CONSIGNE ÉCRITE A
Transcrivez tout le passage de l'extrait sur le carré magique allant de « Mettre les élèves » jusqu'à « objets de savoir. ».
CONSIGNE ÉCRITE B
Selon l'extrait sur le carré magique, à partir de quel matériel s'opère, dans une approche classique, la découverte des décompositions additives d'un nombre donné ?

Mettre les élèves en situation d’action complexe
“ Le carré magique pour faire 10 ” contribue à la mise en place de multiples situations problèmes (différentes phases de jeu, par exemple) dont la résolution implique la coordination de différentes compétences et de différents objets de savoir.
Dans une approche classique, la découverte des décompositions additives d’un nombre donné s’opère à partir d’un matériel relativement structuré.
Deux exemples parmi d’autres :
- l’élève a devant lui 10 jetons de couleurs et de tailles différentes. Son instituteur lui demande d’opérer des regroupements (selon des critères de formes et/ou de couleurs) qui déboucheront sur des propositions de décomposition additive ;
- la décomposition à l’aide de réglettes Cuisenaire.

Entrées enregistrées:
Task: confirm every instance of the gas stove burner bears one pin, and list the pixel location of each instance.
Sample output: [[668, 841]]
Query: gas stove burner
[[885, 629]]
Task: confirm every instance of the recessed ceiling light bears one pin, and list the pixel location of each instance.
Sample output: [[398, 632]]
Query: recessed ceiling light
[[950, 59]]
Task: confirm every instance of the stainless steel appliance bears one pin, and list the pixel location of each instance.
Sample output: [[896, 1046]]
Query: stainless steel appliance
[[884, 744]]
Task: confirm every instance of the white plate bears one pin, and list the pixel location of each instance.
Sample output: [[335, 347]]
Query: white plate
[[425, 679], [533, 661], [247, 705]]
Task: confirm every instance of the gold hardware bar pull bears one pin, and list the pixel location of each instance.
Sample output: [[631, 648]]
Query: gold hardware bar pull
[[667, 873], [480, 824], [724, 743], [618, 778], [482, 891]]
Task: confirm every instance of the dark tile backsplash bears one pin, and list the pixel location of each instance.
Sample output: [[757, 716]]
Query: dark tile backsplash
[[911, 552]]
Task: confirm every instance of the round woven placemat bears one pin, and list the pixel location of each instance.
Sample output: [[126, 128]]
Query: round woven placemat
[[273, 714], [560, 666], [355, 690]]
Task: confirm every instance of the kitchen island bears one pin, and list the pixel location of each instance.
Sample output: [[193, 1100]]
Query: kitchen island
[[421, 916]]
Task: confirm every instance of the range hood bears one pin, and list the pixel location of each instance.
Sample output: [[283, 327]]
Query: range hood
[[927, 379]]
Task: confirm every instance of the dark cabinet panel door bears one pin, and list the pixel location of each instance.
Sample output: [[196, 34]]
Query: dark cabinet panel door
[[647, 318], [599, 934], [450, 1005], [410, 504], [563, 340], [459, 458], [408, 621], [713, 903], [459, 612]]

RÉPONSE CORRECTE A
Mettre les élèves en situation d’action complexe
“ Le carré magique pour faire 10 ” contribue à la mise en place de multiples situations problèmes (différentes phases de jeu, par exemple) dont la résolution implique la coordination de différentes compétences et de différents objets de savoir.

RÉPONSE CORRECTE B
À partir d'un matériel relativement structuré.